→ **Material supplied**:
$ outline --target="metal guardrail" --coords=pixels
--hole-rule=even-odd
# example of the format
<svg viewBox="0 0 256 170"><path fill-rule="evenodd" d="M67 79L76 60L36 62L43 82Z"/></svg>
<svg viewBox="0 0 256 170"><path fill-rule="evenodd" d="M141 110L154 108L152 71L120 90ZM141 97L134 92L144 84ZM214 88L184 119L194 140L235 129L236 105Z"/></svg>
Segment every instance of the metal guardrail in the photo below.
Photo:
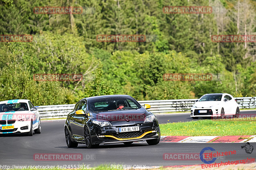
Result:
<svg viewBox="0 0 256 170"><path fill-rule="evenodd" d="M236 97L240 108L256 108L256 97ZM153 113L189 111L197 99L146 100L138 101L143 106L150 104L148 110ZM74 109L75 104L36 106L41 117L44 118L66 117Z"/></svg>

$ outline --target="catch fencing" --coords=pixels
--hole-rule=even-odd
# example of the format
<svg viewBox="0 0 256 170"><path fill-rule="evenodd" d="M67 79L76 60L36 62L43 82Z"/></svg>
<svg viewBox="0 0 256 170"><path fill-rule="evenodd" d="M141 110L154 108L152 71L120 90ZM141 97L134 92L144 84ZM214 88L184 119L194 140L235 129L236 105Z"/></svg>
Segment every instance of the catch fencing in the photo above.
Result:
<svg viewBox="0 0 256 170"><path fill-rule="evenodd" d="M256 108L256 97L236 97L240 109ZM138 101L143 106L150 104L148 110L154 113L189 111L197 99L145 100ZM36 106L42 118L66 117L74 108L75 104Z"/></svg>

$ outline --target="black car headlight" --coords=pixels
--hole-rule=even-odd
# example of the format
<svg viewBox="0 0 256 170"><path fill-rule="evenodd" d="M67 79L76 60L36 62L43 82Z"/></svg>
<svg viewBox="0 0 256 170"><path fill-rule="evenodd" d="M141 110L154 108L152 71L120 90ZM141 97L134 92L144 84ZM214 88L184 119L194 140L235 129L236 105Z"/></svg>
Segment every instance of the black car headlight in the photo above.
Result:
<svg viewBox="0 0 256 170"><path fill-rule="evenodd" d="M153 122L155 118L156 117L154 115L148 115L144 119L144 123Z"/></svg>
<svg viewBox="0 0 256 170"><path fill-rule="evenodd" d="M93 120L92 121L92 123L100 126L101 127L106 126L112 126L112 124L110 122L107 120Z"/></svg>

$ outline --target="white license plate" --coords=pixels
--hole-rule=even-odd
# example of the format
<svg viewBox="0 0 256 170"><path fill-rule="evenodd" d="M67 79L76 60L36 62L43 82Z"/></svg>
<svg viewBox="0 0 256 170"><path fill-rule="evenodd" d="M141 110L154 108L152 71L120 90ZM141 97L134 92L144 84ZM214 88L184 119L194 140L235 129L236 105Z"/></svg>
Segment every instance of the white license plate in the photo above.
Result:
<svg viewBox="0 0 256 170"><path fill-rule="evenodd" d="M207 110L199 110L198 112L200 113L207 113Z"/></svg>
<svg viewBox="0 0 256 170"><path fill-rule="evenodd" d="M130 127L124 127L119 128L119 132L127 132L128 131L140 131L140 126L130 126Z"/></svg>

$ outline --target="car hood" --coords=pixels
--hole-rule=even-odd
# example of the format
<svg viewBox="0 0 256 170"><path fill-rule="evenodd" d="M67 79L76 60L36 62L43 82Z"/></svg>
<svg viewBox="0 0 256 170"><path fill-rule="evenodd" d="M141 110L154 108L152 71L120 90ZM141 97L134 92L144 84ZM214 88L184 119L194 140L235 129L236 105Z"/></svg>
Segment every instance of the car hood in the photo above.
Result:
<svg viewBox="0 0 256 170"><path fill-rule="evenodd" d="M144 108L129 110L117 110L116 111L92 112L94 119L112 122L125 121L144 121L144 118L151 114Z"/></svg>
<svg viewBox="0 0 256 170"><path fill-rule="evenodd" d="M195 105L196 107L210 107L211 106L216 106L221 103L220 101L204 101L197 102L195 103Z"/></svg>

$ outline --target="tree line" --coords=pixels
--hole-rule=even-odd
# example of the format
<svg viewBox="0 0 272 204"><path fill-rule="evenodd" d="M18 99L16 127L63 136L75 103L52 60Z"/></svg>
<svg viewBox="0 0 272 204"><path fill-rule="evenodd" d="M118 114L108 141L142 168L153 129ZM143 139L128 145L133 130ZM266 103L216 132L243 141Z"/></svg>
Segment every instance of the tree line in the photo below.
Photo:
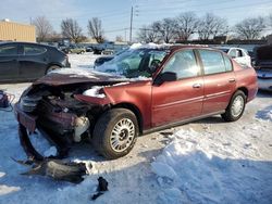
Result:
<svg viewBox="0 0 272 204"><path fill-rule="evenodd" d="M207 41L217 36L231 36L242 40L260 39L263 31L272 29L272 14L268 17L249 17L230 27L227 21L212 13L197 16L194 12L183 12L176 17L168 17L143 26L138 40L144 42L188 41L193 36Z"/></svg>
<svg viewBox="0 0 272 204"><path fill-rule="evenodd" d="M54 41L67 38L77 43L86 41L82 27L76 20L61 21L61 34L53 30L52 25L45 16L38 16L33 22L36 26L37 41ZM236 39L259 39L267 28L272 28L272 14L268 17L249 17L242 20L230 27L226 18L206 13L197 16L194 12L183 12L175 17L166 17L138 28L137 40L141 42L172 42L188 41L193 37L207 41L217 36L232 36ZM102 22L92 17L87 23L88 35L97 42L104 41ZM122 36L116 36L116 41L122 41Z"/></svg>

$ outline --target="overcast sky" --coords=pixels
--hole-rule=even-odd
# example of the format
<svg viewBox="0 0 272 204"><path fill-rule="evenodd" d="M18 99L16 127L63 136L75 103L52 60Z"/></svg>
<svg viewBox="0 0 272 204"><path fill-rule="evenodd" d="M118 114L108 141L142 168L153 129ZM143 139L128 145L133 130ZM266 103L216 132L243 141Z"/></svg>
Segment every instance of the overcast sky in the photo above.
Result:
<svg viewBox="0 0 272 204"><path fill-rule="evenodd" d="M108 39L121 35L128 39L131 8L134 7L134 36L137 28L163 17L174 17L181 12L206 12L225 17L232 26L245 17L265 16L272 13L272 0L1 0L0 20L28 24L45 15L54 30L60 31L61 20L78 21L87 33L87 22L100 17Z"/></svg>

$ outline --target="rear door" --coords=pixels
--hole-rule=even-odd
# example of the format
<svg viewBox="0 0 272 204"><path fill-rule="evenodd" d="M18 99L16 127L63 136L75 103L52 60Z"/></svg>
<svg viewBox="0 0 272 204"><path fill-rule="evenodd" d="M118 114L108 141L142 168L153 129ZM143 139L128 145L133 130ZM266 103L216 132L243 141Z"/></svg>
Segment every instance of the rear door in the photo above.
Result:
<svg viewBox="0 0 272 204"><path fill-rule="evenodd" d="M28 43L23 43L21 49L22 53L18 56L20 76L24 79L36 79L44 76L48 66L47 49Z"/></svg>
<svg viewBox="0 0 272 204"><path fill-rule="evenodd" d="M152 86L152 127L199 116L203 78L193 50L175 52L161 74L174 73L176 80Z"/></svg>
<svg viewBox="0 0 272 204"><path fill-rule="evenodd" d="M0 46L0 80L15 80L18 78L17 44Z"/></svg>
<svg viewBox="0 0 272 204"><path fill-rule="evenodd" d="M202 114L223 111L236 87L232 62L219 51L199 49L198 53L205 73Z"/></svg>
...
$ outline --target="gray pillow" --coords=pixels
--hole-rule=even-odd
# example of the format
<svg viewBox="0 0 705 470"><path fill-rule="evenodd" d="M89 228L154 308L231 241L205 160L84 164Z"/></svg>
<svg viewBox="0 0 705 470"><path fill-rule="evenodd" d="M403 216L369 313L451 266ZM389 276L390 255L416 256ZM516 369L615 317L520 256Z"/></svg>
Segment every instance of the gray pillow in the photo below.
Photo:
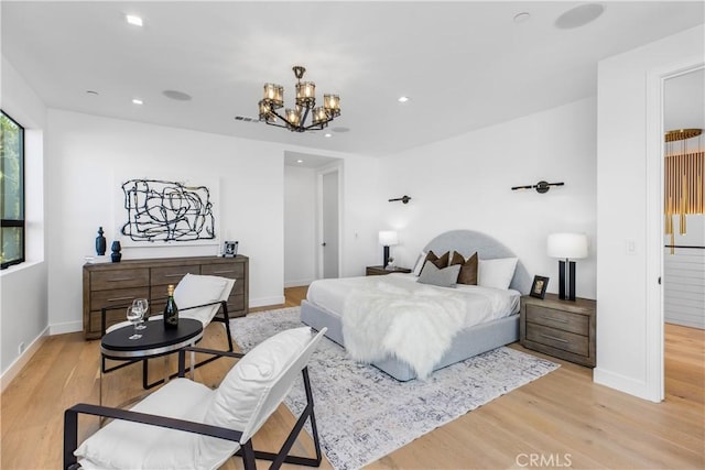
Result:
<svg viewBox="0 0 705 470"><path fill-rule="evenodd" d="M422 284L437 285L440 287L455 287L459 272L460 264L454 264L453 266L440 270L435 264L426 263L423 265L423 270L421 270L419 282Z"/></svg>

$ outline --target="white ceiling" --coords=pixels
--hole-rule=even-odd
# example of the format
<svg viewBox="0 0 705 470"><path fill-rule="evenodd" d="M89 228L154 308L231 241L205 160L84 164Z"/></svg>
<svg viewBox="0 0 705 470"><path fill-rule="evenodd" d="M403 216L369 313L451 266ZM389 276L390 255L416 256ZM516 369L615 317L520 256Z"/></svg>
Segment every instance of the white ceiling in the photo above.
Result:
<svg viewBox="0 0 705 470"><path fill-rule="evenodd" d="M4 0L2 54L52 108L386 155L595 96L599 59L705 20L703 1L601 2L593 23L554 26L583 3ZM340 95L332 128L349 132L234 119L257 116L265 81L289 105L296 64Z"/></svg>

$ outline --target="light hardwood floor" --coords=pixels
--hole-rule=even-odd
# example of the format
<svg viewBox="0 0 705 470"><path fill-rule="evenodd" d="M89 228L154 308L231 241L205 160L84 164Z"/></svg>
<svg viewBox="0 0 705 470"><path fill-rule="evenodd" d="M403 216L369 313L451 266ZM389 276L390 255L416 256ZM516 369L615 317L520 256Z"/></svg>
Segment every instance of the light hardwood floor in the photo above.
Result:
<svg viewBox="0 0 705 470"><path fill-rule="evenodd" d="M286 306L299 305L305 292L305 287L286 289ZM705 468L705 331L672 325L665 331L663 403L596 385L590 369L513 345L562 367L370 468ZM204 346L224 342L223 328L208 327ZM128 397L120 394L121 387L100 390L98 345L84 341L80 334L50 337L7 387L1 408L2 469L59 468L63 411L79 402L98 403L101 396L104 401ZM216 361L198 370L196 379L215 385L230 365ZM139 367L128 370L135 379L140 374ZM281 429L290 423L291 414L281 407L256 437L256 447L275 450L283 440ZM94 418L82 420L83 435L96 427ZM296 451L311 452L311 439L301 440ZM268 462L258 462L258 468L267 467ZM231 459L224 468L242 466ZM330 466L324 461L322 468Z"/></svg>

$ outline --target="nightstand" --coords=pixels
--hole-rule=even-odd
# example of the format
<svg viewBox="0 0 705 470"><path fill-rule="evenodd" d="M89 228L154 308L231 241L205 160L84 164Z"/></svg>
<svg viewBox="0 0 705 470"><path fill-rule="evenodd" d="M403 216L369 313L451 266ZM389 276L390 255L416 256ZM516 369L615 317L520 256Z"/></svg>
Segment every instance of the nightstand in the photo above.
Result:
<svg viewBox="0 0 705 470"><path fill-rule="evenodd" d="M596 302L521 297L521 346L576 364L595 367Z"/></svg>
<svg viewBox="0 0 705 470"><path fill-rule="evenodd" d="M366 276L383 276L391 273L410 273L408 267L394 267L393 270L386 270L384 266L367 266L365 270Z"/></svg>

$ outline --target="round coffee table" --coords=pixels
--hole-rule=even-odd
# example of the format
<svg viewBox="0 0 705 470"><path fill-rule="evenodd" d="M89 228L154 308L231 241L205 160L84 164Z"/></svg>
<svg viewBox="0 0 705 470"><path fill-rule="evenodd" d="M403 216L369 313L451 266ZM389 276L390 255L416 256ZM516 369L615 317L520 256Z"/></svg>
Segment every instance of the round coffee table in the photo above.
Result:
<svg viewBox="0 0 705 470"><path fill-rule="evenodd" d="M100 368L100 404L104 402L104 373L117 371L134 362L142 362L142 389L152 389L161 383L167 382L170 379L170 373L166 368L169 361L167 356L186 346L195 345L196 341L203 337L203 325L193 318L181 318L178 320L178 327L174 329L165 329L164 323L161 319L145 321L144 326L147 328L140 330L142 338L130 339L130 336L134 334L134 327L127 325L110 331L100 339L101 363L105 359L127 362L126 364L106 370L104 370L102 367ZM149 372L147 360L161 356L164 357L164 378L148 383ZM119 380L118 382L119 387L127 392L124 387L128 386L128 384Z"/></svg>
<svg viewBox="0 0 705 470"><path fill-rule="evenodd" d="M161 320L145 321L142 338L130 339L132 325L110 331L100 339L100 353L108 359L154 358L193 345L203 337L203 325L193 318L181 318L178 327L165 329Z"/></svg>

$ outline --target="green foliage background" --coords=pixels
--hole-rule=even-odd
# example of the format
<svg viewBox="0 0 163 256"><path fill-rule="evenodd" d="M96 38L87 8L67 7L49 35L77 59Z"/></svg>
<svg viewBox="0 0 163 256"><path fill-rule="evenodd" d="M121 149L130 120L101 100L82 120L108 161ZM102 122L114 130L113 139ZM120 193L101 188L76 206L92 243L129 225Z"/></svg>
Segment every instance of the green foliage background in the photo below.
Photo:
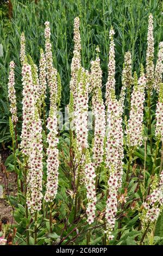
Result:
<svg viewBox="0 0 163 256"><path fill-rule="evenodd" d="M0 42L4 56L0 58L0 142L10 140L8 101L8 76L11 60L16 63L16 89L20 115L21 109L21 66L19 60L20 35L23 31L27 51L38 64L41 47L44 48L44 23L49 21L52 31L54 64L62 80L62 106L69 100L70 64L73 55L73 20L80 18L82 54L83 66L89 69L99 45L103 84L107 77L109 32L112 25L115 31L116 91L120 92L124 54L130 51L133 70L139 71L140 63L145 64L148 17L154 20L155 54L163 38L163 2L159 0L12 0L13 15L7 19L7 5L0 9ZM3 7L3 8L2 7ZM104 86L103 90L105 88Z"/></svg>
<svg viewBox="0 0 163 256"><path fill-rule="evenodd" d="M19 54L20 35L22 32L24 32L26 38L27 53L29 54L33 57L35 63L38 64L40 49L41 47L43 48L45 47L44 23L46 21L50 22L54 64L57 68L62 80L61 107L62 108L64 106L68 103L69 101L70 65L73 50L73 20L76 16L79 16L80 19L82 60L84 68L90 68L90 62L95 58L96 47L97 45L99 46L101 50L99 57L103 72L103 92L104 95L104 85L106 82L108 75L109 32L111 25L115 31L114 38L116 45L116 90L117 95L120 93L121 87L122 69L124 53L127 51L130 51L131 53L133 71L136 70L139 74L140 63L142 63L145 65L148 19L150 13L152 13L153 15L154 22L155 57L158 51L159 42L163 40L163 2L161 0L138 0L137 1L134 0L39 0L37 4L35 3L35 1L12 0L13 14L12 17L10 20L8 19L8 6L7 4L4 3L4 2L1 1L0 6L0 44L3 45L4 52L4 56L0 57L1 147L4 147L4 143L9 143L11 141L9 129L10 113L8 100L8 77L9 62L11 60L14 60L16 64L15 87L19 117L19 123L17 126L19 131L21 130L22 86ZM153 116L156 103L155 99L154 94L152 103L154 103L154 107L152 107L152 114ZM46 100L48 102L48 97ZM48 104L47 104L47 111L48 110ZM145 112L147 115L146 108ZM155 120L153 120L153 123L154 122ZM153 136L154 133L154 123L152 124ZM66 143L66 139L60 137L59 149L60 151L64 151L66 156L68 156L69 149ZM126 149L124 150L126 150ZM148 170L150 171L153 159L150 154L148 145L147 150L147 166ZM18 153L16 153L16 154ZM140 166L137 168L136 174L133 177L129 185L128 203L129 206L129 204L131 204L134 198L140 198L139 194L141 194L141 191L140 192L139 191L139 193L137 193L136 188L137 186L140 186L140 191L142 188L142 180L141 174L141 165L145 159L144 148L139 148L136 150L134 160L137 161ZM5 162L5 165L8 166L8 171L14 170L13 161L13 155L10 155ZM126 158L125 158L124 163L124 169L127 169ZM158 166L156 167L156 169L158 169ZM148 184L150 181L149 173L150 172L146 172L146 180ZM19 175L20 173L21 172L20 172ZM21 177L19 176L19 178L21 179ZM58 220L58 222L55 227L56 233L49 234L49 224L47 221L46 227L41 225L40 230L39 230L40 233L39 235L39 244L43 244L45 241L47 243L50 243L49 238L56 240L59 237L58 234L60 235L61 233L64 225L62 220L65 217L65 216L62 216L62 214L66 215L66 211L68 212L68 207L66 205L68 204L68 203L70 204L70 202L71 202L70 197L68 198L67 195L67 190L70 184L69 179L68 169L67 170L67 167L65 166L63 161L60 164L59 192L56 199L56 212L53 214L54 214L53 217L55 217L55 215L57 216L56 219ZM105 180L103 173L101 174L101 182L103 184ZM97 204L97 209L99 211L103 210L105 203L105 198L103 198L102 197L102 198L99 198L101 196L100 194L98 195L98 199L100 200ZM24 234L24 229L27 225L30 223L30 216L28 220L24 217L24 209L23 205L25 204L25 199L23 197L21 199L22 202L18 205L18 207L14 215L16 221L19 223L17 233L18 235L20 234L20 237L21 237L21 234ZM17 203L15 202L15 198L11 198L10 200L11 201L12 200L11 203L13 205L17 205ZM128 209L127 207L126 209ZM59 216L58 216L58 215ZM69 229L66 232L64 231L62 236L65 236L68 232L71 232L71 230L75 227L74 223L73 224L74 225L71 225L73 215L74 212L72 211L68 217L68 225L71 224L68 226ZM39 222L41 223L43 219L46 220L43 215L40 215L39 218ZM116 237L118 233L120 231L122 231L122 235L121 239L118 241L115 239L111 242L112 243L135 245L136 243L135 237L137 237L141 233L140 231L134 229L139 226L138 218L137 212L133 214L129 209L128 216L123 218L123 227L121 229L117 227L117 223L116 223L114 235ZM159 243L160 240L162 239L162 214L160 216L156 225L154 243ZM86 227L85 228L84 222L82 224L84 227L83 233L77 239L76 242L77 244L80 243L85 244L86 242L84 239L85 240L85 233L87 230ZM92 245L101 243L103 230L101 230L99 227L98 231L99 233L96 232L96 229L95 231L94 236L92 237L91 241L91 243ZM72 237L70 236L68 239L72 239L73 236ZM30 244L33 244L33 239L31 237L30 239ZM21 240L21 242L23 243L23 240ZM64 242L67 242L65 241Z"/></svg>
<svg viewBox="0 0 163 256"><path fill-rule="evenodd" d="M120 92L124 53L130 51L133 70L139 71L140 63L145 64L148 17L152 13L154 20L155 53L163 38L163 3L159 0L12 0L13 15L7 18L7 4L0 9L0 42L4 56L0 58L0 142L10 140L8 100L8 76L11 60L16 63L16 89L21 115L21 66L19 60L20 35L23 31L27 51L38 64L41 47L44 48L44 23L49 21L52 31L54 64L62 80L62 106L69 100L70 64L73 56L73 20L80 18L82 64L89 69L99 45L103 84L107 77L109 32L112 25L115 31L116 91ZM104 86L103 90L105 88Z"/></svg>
...
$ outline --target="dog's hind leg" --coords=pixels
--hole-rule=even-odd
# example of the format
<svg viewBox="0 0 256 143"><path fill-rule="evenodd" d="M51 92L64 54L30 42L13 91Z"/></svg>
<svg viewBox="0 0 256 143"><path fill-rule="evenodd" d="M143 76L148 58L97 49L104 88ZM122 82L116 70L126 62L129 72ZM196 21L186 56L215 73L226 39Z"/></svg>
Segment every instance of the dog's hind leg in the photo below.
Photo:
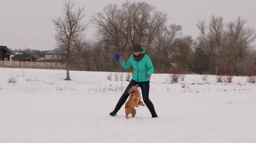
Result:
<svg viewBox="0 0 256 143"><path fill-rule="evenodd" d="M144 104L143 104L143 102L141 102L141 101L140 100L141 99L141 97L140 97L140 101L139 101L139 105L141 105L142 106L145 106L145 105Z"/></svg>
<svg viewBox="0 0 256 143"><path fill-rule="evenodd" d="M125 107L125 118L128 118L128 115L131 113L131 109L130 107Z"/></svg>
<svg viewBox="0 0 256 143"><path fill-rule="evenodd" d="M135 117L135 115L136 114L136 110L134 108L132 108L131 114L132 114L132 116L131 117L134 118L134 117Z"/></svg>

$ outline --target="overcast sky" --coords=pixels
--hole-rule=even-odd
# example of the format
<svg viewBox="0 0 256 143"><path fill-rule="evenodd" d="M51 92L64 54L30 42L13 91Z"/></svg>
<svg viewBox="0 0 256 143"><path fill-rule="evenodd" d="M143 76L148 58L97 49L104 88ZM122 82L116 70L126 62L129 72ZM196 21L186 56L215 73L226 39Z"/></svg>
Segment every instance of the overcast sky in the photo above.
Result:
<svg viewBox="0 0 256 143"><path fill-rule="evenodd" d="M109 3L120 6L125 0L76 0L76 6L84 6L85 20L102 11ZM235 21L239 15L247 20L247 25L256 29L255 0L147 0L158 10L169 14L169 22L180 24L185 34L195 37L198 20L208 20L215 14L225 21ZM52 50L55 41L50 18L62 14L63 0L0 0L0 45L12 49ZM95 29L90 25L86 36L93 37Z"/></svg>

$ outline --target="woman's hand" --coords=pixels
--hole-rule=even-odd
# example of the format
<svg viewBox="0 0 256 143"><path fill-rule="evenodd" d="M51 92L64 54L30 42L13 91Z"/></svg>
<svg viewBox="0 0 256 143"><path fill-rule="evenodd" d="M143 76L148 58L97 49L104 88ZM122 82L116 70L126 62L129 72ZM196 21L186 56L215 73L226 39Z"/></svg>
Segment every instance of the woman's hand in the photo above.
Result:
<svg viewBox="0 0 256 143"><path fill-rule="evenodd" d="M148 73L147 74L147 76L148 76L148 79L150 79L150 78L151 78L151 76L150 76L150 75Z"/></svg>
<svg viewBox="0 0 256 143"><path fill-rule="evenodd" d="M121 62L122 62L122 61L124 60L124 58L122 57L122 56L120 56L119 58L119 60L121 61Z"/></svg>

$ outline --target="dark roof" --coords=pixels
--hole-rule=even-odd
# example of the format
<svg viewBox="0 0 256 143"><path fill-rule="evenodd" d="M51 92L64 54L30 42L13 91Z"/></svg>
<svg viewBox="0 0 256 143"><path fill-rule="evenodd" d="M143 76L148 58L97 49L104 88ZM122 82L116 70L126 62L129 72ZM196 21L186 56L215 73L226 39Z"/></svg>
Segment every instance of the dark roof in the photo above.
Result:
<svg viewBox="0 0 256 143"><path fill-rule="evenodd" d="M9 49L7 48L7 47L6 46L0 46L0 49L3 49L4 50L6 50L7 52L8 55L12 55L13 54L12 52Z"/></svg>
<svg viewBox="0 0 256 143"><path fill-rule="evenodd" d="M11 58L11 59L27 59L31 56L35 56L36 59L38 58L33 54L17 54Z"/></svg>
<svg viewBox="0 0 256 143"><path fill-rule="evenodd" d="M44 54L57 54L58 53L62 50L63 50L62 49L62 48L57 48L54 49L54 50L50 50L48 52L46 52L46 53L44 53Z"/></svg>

→ **Problem statement**: Please find every line in the entries above that contains the string "foliage", matching case exactly, and copy each of those lines in full.

→ **Result**:
$ outline --target="green foliage background" --coords=pixels
Segment every instance of the green foliage background in the photo below.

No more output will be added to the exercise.